TASK =>
I would like every record below transcribed exactly as it is.
+ + + + + + +
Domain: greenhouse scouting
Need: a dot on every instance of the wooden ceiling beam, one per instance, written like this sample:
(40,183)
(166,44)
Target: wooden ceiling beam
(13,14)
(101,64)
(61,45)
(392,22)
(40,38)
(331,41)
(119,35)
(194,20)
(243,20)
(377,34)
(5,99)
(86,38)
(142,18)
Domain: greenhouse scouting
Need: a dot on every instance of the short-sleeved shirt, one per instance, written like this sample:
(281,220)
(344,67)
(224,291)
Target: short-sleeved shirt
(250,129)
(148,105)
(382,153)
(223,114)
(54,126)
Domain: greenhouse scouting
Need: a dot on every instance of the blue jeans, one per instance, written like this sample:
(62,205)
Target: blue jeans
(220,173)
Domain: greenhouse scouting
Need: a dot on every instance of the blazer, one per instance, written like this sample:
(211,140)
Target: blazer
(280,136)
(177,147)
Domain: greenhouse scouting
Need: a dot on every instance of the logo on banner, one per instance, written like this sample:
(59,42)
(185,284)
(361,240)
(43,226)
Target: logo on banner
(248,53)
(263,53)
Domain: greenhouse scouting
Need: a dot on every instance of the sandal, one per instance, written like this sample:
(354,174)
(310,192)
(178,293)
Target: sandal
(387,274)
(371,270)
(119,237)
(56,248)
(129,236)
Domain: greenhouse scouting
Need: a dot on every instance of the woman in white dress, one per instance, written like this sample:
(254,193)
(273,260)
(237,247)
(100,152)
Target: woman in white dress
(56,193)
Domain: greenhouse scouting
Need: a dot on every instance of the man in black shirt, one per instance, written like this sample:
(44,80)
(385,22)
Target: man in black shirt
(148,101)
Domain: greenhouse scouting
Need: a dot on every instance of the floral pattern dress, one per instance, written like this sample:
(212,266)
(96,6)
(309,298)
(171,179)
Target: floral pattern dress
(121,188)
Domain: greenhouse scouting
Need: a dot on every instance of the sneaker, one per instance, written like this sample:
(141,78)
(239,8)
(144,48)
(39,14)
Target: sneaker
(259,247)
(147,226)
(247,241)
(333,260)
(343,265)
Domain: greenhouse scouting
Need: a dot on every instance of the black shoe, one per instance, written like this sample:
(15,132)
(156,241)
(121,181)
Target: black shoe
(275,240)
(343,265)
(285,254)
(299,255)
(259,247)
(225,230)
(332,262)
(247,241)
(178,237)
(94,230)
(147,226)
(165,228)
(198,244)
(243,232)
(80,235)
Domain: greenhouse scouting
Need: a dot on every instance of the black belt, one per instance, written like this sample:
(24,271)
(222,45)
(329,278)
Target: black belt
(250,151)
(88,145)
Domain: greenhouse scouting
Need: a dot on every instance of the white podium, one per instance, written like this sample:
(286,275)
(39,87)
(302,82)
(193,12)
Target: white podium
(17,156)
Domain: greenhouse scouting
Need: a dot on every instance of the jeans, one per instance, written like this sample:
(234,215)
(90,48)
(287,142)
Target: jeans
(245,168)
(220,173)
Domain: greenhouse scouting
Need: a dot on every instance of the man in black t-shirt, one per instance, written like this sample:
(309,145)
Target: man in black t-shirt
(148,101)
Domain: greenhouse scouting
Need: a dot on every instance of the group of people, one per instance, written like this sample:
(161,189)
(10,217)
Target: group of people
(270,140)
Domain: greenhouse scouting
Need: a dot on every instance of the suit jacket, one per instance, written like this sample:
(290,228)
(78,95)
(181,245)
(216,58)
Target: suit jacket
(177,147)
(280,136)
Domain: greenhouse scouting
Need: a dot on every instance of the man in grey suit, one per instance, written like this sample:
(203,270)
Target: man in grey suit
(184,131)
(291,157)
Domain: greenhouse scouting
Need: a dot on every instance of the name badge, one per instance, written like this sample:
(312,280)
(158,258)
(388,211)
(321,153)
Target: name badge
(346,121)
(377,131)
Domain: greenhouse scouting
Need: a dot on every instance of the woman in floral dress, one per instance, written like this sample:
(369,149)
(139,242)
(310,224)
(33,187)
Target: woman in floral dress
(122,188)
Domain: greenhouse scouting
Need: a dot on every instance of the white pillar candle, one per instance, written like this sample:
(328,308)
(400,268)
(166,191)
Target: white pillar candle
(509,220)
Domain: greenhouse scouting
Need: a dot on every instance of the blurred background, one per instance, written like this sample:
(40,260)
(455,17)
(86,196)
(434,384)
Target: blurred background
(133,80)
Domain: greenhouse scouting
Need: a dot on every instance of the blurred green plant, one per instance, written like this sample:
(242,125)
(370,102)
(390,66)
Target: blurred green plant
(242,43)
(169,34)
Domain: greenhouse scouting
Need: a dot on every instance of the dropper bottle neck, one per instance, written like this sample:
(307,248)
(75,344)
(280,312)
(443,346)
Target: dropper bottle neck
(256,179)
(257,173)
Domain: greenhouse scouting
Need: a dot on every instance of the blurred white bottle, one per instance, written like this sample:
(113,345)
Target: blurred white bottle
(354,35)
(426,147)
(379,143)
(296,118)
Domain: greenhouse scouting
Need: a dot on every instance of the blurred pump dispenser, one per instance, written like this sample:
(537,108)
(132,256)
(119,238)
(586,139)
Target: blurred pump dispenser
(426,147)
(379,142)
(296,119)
+ + + + + + +
REPLY =>
Domain: greenhouse scouting
Need: a dot on every instance of the wooden ceiling beam, one per instance, written like this sample:
(40,183)
(166,44)
Target: wooden ceiling beam
(13,14)
(101,64)
(61,45)
(392,22)
(40,38)
(331,41)
(119,35)
(194,20)
(243,20)
(377,34)
(5,99)
(86,38)
(142,18)
Domain: greenhouse scouting
Need: a dot on every instance of the short-sleeved shirt, one per instance, written like this sample:
(281,220)
(344,67)
(224,291)
Target: short-sleeved shirt
(250,129)
(148,105)
(382,153)
(223,114)
(54,126)
Domain: greenhouse scouting
Need: a dot on every instance of the blue jeans, one per instance, written like this sample:
(62,205)
Target: blue jeans
(220,173)
Domain: greenhouse scouting
Need: a dot on every instance of the blazer, one per instance, written like this sample:
(211,140)
Target: blazer
(280,136)
(177,147)
Domain: greenhouse scouting
Need: a dot on every instance of the logo on banner, one per instance, written like this sample:
(59,42)
(185,284)
(361,240)
(43,226)
Target: logo on banner
(248,53)
(263,53)
Domain: greenhouse scouting
Need: a dot on every instance of the sandal, one per instance, written like this sample:
(354,174)
(310,192)
(178,293)
Target: sandal
(387,274)
(371,270)
(119,237)
(56,248)
(129,236)
Domain: greenhouse scouting
Need: a dot on every instance of the woman in white dress, one per instance, written like this sample:
(254,193)
(273,260)
(237,247)
(100,152)
Target: woman in white dress
(56,193)
Domain: greenhouse scouting
Need: a dot on every instance of the man in black shirt, one per instance, written like this sample:
(44,80)
(385,22)
Target: man in black shirt
(148,101)
Domain: greenhouse scouting
Need: a dot on every instance of the floral pattern dress, one per instance, written like this sample:
(212,266)
(96,6)
(309,298)
(171,179)
Target: floral pattern dress
(121,188)
Domain: greenhouse scouting
Need: a dot on every instance of the sneaker, one per instance, written like this sample:
(141,78)
(239,8)
(144,48)
(39,14)
Target: sneaker
(259,247)
(147,226)
(247,241)
(333,260)
(343,265)
Domain: greenhouse scouting
Need: a dot on every instance of the black shoe, one per instance, written like this sample:
(15,132)
(156,241)
(121,181)
Target: black shoe
(275,240)
(343,265)
(285,254)
(299,255)
(259,247)
(225,230)
(332,262)
(247,241)
(178,237)
(94,230)
(147,226)
(165,228)
(198,244)
(243,232)
(80,235)
Domain: greenhouse scouting
Need: a dot on every instance of the black belt, one per instance, written like this sample:
(24,271)
(222,45)
(329,278)
Target: black belt
(250,151)
(88,145)
Domain: greenhouse scouting
Need: a dot on every instance of the white podium, one per instance, written like this sample:
(286,275)
(39,87)
(302,82)
(193,12)
Target: white podium
(17,156)
Domain: greenhouse scouting
Need: a dot on every instance of the jeans, one per instance, written like this sample:
(234,215)
(90,48)
(287,142)
Target: jeans
(245,168)
(220,173)
Domain: greenhouse scouting
Need: a dot on every instance of the man in black t-shirt, one per instance, written like this sample:
(309,145)
Target: man in black t-shirt
(148,101)
Domain: greenhouse scouting
Need: a dot on every instance of the group of people, one per instance, written like this sample:
(161,189)
(10,217)
Target: group of people
(270,140)
Domain: greenhouse scouting
Need: a dot on every instance of the suit jacket, one per instance, written like this sample:
(290,228)
(78,95)
(181,245)
(216,58)
Target: suit jacket
(177,147)
(280,136)
Domain: greenhouse scouting
Need: a dot on every instance of the man in grey suit, one per instance, written like this sample:
(203,270)
Target: man in grey suit
(184,131)
(291,157)
Domain: greenhouse scouting
Need: a dot on every instance of the name badge, one per instance, written like this sample:
(312,280)
(158,258)
(388,211)
(321,153)
Target: name badge
(346,121)
(377,131)
Domain: greenhouse scouting
Need: a dot on every instance of the woman in floral dress, one per instance, written like this sample:
(369,149)
(139,242)
(310,224)
(33,187)
Target: woman in floral dress
(122,188)
Domain: greenhouse scouting
Need: a dot on every instance of the white pillar candle, one per instance, written like this sample:
(328,308)
(400,268)
(166,191)
Target: white pillar candle
(509,220)
Domain: greenhouse scouting
Need: a dot on every instance of the blurred background, one per instance, written like this sample:
(40,260)
(455,17)
(86,196)
(434,384)
Target: blurred background
(133,80)
Domain: greenhouse scouting
Need: a dot on every instance of the blurred green plant, one per instance, written like this sample:
(242,125)
(370,102)
(390,66)
Target: blurred green plant
(242,43)
(169,34)
Domain: greenhouse scouting
Need: a dot on every instance of the dropper bottle neck, one per instance, written like this sample:
(307,248)
(75,344)
(280,312)
(443,346)
Target: dropper bottle neck
(256,179)
(257,173)
Domain: greenhouse scouting
Need: a dot on every instance of the blurred white bottle, one per instance, written like this sample:
(113,345)
Target: blurred white bottle
(354,35)
(426,147)
(379,143)
(296,118)
Domain: greenhouse scouting
Need: a dot on every instance of the blurred pump dispenser, one per instance, written like this sample:
(537,108)
(132,256)
(119,238)
(586,139)
Target: blurred pump dispenser
(426,147)
(379,142)
(296,119)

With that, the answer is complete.